═════ Stored data

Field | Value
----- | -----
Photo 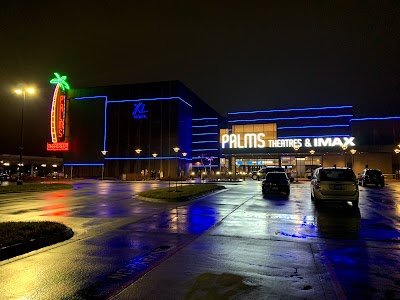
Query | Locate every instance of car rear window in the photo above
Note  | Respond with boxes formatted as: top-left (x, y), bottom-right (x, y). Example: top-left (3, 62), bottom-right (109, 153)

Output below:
top-left (261, 167), bottom-right (285, 173)
top-left (266, 172), bottom-right (287, 180)
top-left (365, 170), bottom-right (382, 176)
top-left (320, 169), bottom-right (356, 181)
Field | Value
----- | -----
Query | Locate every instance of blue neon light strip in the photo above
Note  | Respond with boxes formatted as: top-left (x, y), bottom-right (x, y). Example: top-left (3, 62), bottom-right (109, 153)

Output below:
top-left (74, 96), bottom-right (195, 151)
top-left (192, 118), bottom-right (218, 121)
top-left (278, 134), bottom-right (349, 139)
top-left (277, 125), bottom-right (350, 130)
top-left (192, 132), bottom-right (219, 135)
top-left (64, 163), bottom-right (104, 167)
top-left (192, 140), bottom-right (219, 144)
top-left (192, 165), bottom-right (219, 169)
top-left (74, 96), bottom-right (108, 151)
top-left (192, 125), bottom-right (218, 128)
top-left (228, 105), bottom-right (353, 115)
top-left (228, 115), bottom-right (353, 123)
top-left (110, 97), bottom-right (192, 107)
top-left (105, 156), bottom-right (192, 160)
top-left (350, 117), bottom-right (400, 121)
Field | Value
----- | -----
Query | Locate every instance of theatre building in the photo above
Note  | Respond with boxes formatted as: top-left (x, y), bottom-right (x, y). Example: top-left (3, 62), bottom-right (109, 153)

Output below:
top-left (48, 77), bottom-right (400, 178)
top-left (55, 81), bottom-right (221, 178)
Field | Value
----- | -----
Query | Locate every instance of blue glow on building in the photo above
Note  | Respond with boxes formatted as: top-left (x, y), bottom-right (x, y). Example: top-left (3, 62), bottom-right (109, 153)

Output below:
top-left (350, 117), bottom-right (400, 122)
top-left (228, 105), bottom-right (353, 115)
top-left (192, 118), bottom-right (218, 121)
top-left (192, 125), bottom-right (218, 128)
top-left (228, 115), bottom-right (353, 123)
top-left (277, 125), bottom-right (350, 130)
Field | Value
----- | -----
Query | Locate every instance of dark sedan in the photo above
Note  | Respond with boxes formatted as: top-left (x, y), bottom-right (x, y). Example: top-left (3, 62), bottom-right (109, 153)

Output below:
top-left (357, 169), bottom-right (385, 187)
top-left (262, 172), bottom-right (290, 196)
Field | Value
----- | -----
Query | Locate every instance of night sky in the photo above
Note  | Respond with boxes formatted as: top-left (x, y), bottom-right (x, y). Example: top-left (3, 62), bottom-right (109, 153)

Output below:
top-left (0, 0), bottom-right (400, 155)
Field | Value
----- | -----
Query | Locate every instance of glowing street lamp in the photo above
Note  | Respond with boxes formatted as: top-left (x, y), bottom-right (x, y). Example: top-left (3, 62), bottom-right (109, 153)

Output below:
top-left (180, 152), bottom-right (187, 190)
top-left (14, 87), bottom-right (35, 185)
top-left (309, 149), bottom-right (315, 172)
top-left (342, 145), bottom-right (347, 167)
top-left (394, 149), bottom-right (400, 179)
top-left (101, 150), bottom-right (108, 180)
top-left (293, 146), bottom-right (300, 182)
top-left (152, 153), bottom-right (158, 179)
top-left (173, 147), bottom-right (181, 192)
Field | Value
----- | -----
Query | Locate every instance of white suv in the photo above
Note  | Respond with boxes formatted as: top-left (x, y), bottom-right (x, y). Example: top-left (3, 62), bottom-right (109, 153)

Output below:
top-left (311, 167), bottom-right (359, 207)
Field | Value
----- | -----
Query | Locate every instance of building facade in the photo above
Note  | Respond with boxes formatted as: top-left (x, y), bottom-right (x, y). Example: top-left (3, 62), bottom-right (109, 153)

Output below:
top-left (44, 81), bottom-right (400, 178)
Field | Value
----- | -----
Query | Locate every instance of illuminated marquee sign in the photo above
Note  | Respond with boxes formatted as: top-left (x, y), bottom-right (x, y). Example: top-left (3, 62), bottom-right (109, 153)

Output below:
top-left (47, 73), bottom-right (69, 151)
top-left (132, 102), bottom-right (148, 119)
top-left (221, 133), bottom-right (355, 149)
top-left (47, 142), bottom-right (69, 151)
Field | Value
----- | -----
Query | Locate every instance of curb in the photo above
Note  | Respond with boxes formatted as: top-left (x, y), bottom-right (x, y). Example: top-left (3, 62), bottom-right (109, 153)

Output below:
top-left (0, 228), bottom-right (74, 261)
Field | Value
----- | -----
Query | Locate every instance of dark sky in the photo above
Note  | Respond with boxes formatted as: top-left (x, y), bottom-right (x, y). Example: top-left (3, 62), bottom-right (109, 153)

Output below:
top-left (0, 0), bottom-right (400, 155)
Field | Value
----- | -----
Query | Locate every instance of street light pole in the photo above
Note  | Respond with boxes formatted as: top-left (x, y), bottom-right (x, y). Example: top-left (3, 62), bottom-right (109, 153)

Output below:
top-left (350, 149), bottom-right (357, 170)
top-left (180, 152), bottom-right (187, 190)
top-left (293, 146), bottom-right (300, 182)
top-left (342, 145), bottom-right (347, 168)
top-left (152, 153), bottom-right (158, 179)
top-left (310, 149), bottom-right (315, 177)
top-left (15, 88), bottom-right (35, 185)
top-left (101, 150), bottom-right (108, 180)
top-left (394, 149), bottom-right (400, 179)
top-left (173, 147), bottom-right (181, 192)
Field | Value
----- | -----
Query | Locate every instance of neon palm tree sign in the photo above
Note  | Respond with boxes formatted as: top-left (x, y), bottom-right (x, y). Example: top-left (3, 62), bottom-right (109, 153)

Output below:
top-left (47, 73), bottom-right (70, 151)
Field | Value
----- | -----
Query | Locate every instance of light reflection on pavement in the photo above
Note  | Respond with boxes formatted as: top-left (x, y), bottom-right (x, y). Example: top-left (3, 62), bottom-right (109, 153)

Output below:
top-left (0, 180), bottom-right (400, 299)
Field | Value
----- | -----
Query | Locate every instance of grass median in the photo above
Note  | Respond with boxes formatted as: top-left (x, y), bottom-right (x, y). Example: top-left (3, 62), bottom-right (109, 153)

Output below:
top-left (139, 183), bottom-right (225, 202)
top-left (0, 221), bottom-right (74, 261)
top-left (0, 183), bottom-right (73, 194)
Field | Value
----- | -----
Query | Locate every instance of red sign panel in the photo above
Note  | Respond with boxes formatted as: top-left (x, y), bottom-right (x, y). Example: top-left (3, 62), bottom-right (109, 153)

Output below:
top-left (47, 142), bottom-right (69, 151)
top-left (57, 95), bottom-right (65, 141)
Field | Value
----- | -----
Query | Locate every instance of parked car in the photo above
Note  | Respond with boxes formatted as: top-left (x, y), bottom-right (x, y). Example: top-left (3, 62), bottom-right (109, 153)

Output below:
top-left (251, 166), bottom-right (285, 180)
top-left (357, 169), bottom-right (385, 187)
top-left (0, 173), bottom-right (10, 181)
top-left (262, 171), bottom-right (290, 196)
top-left (311, 167), bottom-right (359, 207)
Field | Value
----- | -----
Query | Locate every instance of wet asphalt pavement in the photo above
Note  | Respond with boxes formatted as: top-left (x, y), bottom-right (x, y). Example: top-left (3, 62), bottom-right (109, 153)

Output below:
top-left (0, 180), bottom-right (400, 299)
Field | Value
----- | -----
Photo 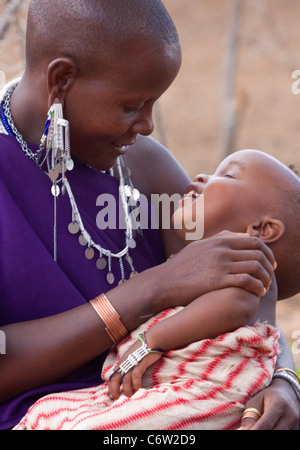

══════════

**Written request:**
Reproduce every one of the records above verbatim, omitting the pictures from your answer.

**Full response:**
Field | Value
----- | -----
Photo 
Query | Locate every instance of car rear window in the photo above
Note  | Respond with boxes formatted as: top-left (x, y), bottom-right (x, y). Example: top-left (3, 62), bottom-right (109, 153)

Output below:
top-left (261, 167), bottom-right (285, 173)
top-left (266, 172), bottom-right (287, 180)
top-left (365, 170), bottom-right (382, 176)
top-left (320, 169), bottom-right (356, 181)
Field | Value
----- | -----
Query | Locate every instance of blue neon light strip in the photo above
Note  | Respond with boxes formatted as: top-left (x, y), bottom-right (x, y). Example: top-left (3, 62), bottom-right (109, 153)

Output below:
top-left (74, 96), bottom-right (195, 151)
top-left (192, 118), bottom-right (218, 121)
top-left (278, 134), bottom-right (349, 139)
top-left (277, 125), bottom-right (350, 130)
top-left (192, 132), bottom-right (219, 135)
top-left (64, 163), bottom-right (104, 167)
top-left (192, 140), bottom-right (219, 144)
top-left (192, 165), bottom-right (219, 169)
top-left (74, 96), bottom-right (108, 151)
top-left (192, 125), bottom-right (218, 128)
top-left (228, 105), bottom-right (353, 115)
top-left (228, 115), bottom-right (353, 123)
top-left (110, 97), bottom-right (192, 107)
top-left (105, 156), bottom-right (192, 160)
top-left (350, 117), bottom-right (400, 121)
Field | Value
----- | -----
Query | Locate every instance of theatre building in the photo above
Note  | Respond with boxes formatted as: top-left (x, y), bottom-right (x, y). Example: top-left (3, 62), bottom-right (109, 153)

Output below:
top-left (48, 77), bottom-right (400, 178)
top-left (55, 81), bottom-right (221, 178)
Field | Value
----- | -----
Query | Locate every instance of blue glow on building in the photo above
Note  | Respond with boxes formatted as: top-left (x, y), bottom-right (x, y). Example: top-left (3, 62), bottom-right (109, 153)

Output below:
top-left (350, 117), bottom-right (400, 122)
top-left (228, 105), bottom-right (353, 115)
top-left (192, 118), bottom-right (218, 121)
top-left (192, 125), bottom-right (218, 128)
top-left (228, 115), bottom-right (353, 123)
top-left (277, 125), bottom-right (350, 130)
Field | Value
----- | -----
Query | Locate every instance of dark sedan in the photo above
Note  | Respond with boxes formatted as: top-left (x, y), bottom-right (x, y). Example: top-left (3, 62), bottom-right (109, 153)

Output below:
top-left (357, 169), bottom-right (385, 187)
top-left (262, 172), bottom-right (290, 196)
Field | Value
----- | -----
Query | Locate every instance of night sky in the photo above
Note  | Respond with boxes formatted as: top-left (x, y), bottom-right (x, y). Example: top-left (3, 62), bottom-right (109, 153)

Output below:
top-left (0, 0), bottom-right (400, 155)
Field | Value
----- | -----
Query | Locate every instance of glowing street lamp in the photo above
Note  | Respond with boxes formatted as: top-left (x, y), bottom-right (x, y). Example: top-left (3, 62), bottom-right (109, 153)

Output below:
top-left (180, 152), bottom-right (187, 190)
top-left (14, 87), bottom-right (35, 185)
top-left (309, 149), bottom-right (315, 172)
top-left (342, 145), bottom-right (347, 167)
top-left (394, 149), bottom-right (400, 179)
top-left (101, 150), bottom-right (108, 180)
top-left (293, 146), bottom-right (300, 182)
top-left (152, 153), bottom-right (158, 179)
top-left (173, 147), bottom-right (181, 192)
Field | Value
----- | -----
Query | Locate every instance of white suv in the photo above
Note  | Respond with boxes formatted as: top-left (x, y), bottom-right (x, y). Example: top-left (3, 62), bottom-right (109, 153)

Output below:
top-left (311, 167), bottom-right (359, 207)
Field | Value
----- | -----
Query | Locate every instance of building facade in the photo above
Note  | Respond with boxes formatted as: top-left (x, y), bottom-right (x, y). Example: top-left (3, 62), bottom-right (109, 153)

Output below:
top-left (44, 81), bottom-right (400, 178)
Field | Value
----- | -----
Query | Locate every instance of illuminated marquee sign in the photo above
Note  | Respond with boxes formatted as: top-left (x, y), bottom-right (x, y). Example: top-left (3, 62), bottom-right (109, 153)

Output below:
top-left (47, 73), bottom-right (69, 151)
top-left (132, 102), bottom-right (148, 119)
top-left (221, 133), bottom-right (355, 149)
top-left (47, 142), bottom-right (69, 151)
Field | Value
----- | -----
Query | Locate every instance of curb in the photo above
Note  | Respond with boxes formatted as: top-left (x, y), bottom-right (x, y). Example: top-left (3, 62), bottom-right (109, 153)

Output below:
top-left (0, 228), bottom-right (74, 261)
Field | Value
----- | -----
Query | Locate every instance of dark sky in the photo above
Note  | Respond with boxes formatted as: top-left (x, y), bottom-right (x, y). Example: top-left (3, 62), bottom-right (109, 153)

Output below:
top-left (0, 0), bottom-right (400, 155)
Field | Value
----- | -----
Query | Locate every instance of street light pole in the photo above
Note  | Respond with boxes formatted as: top-left (x, y), bottom-right (x, y). Example: top-left (3, 62), bottom-right (109, 153)

Output below:
top-left (350, 149), bottom-right (357, 170)
top-left (180, 152), bottom-right (187, 190)
top-left (293, 146), bottom-right (300, 182)
top-left (342, 145), bottom-right (347, 168)
top-left (152, 153), bottom-right (158, 179)
top-left (310, 149), bottom-right (315, 177)
top-left (15, 88), bottom-right (35, 185)
top-left (101, 150), bottom-right (108, 180)
top-left (394, 149), bottom-right (400, 179)
top-left (173, 147), bottom-right (181, 192)
Field | Value
----- | -----
Query | Locate every instance of neon palm tree sign in the photo above
Note  | Respond with boxes formatted as: top-left (x, y), bottom-right (x, y). Example: top-left (3, 62), bottom-right (109, 153)

Output below:
top-left (47, 73), bottom-right (70, 151)
Field | Value
----- | -----
Query | Locate every instance of light reflection on pavement in the photo above
Note  | Respond with boxes formatted as: top-left (x, y), bottom-right (x, y). Example: top-left (3, 62), bottom-right (109, 153)

Output below:
top-left (0, 180), bottom-right (400, 299)
Field | Value
----- | -----
Query | Locate every instance of grass median in the photo above
Note  | Respond with boxes formatted as: top-left (x, y), bottom-right (x, y). Example: top-left (3, 62), bottom-right (109, 153)

Output below:
top-left (139, 183), bottom-right (225, 202)
top-left (0, 221), bottom-right (74, 261)
top-left (0, 183), bottom-right (73, 194)
Field | Value
----- | -----
Query | Locate every instance of red sign panel in the photo above
Note  | Respond with boxes formatted as: top-left (x, y), bottom-right (x, y). Example: top-left (3, 62), bottom-right (109, 153)

Output below:
top-left (47, 142), bottom-right (69, 151)
top-left (57, 95), bottom-right (65, 141)
Field | Value
----- | -----
Query | Locate every instance of parked car in the photo above
Note  | Respond with boxes formatted as: top-left (x, y), bottom-right (x, y). Example: top-left (3, 62), bottom-right (109, 153)

Output below:
top-left (251, 166), bottom-right (285, 180)
top-left (357, 169), bottom-right (385, 187)
top-left (0, 173), bottom-right (10, 181)
top-left (262, 171), bottom-right (290, 196)
top-left (311, 167), bottom-right (359, 207)
Field | Value
----- | -----
Query | Locate every instance of wet asphalt pavement in the photo above
Note  | Respond with boxes formatted as: top-left (x, y), bottom-right (x, y). Example: top-left (3, 62), bottom-right (109, 153)

Output below:
top-left (0, 180), bottom-right (400, 299)
Field | Value
----- | -----
Photo 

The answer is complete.